TEXTAUSZUG:

################

Ukraine

Charkiw bekennt Farbe

„Wir haben jetzt drei Präsidenten und ich verstehe gar nichts mehr.“ Swetlana M., 62jährige Rentnerin aus Charkiw ist von den Ereignissen in ihrer Heimatstadt überrascht und überfordert. Auf dem Platz der Freiheit, der gern als der zweitgrößte Platz der Welt ausgewiesen wird, versammeln sich seit fünf Tagen Menschmassen, die sich wie bei einem Fußballspiel auf zwei Teams verteilen.

Seit dem Ausgang der Stichwahl in der Ukraine, bei der der Regierungskandidat Wiktor Janukowitsch nach Angaben der Zentralen Wahlkommission angeblich über Oppositionsführer Wiktor Juschtschenko gesiegt haben soll, wird auch in Charkiw demonstriert. Für wen? Für beide. Zu Füßen des Lenin-Denkmals stehen die Menschen in Orange, der Farbe der Opposition. Am anderen Ende des Platzes vor dem Rathaus demonstrieren Menschen in Blau für Janukowitsch. Doch Orange ist eindeutig in der Überzahl.

################

[Aus einer Sammlung entnommene Daten]
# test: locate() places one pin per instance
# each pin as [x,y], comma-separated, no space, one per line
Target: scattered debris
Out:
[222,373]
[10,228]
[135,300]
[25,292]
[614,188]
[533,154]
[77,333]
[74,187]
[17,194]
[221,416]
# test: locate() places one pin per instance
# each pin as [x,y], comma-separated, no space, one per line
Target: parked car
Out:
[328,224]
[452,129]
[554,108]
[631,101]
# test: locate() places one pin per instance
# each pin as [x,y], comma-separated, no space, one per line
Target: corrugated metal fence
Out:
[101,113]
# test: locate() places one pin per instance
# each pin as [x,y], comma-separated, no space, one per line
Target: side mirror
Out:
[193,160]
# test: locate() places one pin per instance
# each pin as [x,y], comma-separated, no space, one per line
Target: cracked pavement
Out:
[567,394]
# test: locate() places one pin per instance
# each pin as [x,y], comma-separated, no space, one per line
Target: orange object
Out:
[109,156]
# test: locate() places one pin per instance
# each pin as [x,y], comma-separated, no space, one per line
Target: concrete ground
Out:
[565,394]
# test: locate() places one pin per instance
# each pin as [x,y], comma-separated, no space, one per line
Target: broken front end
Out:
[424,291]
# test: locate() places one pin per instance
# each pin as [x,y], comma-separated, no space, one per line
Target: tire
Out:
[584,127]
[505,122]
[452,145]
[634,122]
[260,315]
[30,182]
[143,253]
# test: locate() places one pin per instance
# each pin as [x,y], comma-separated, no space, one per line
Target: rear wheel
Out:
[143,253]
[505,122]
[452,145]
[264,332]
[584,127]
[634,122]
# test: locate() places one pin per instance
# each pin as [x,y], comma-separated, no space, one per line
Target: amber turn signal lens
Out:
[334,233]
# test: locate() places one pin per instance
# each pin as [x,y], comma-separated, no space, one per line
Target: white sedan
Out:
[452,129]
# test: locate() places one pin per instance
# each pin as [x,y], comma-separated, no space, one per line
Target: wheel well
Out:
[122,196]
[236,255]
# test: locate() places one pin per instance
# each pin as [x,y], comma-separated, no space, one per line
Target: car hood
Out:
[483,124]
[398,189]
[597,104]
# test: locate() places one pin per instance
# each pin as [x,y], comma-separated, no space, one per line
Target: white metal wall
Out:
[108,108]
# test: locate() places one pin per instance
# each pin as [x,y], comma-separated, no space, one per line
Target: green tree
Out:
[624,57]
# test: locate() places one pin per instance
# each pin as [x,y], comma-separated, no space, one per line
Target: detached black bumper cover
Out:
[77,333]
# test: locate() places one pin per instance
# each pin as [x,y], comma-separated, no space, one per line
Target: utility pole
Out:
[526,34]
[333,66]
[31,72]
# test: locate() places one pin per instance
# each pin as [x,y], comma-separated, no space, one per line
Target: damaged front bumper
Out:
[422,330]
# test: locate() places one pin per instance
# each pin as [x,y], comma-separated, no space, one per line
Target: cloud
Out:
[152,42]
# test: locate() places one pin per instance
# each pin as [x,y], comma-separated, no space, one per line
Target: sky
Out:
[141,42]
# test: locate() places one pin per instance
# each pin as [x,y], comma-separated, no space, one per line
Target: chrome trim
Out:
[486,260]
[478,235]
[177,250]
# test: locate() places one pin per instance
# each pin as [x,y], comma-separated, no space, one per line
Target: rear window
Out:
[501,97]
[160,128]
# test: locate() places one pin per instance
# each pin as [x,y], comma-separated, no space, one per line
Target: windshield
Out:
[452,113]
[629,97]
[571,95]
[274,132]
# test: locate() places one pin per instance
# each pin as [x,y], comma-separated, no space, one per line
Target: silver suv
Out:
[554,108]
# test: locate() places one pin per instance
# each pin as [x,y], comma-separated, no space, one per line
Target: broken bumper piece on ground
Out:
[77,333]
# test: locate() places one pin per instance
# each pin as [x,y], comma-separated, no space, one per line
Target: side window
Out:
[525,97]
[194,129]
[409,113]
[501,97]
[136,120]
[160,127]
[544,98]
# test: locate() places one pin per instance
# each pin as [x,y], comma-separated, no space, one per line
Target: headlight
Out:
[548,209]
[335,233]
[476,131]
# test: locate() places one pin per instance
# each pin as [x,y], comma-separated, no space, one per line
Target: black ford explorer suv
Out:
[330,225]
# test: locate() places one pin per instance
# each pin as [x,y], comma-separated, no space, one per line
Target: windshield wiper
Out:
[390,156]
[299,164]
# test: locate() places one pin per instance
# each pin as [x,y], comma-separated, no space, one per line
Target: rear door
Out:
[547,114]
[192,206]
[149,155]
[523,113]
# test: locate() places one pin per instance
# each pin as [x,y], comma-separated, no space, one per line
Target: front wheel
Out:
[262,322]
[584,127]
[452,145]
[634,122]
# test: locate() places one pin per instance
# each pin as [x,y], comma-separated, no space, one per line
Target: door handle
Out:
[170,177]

################

AUFGABEN:
1: Fasse den Text über Charkiw in zwei Sätzen zusammen.
2: Schreibe aus dem Text über Charkiw die Stelle von „Charkiw bekennt Farbe“ bis einschließlich „in der Überzahl.“ wortgetreu ab.
3: Welche Farbe tragen die Menschen, die laut dem Text über Charkiw vor dem Rathaus für Janukowitsch demonstrieren?
Die Zeilen werden für die Bearbeitung nicht gebraucht.

LÖSUNGEN:
1: Seit der Stichwahl in der Ukraine, bei der laut Zentraler Wahlkommission der Regierungskandidat Wiktor Janukowitsch über Oppositionsführer Wiktor Juschtschenko gesiegt haben soll, versammeln sich auch in Charkiw seit fünf Tagen Menschenmassen auf dem Platz der Freiheit. Dort demonstrieren Menschen in Orange, der Farbe der Opposition, am Lenin-Denkmal und Menschen in Blau für Janukowitsch vor dem Rathaus, wobei Orange eindeutig in der Überzahl ist.

2:
Charkiw bekennt Farbe

„Wir haben jetzt drei Präsidenten und ich verstehe gar nichts mehr.“ Swetlana M., 62jährige Rentnerin aus Charkiw ist von den Ereignissen in ihrer Heimatstadt überrascht und überfordert. Auf dem Platz der Freiheit, der gern als der zweitgrößte Platz der Welt ausgewiesen wird, versammeln sich seit fünf Tagen Menschmassen, die sich wie bei einem Fußballspiel auf zwei Teams verteilen.

Seit dem Ausgang der Stichwahl in der Ukraine, bei der der Regierungskandidat Wiktor Janukowitsch nach Angaben der Zentralen Wahlkommission angeblich über Oppositionsführer Wiktor Juschtschenko gesiegt haben soll, wird auch in Charkiw demonstriert. Für wen? Für beide. Zu Füßen des Lenin-Denkmals stehen die Menschen in Orange, der Farbe der Opposition. Am anderen Ende des Platzes vor dem Rathaus demonstrieren Menschen in Blau für Janukowitsch. Doch Orange ist eindeutig in der Überzahl.

3: Sie tragen Blau.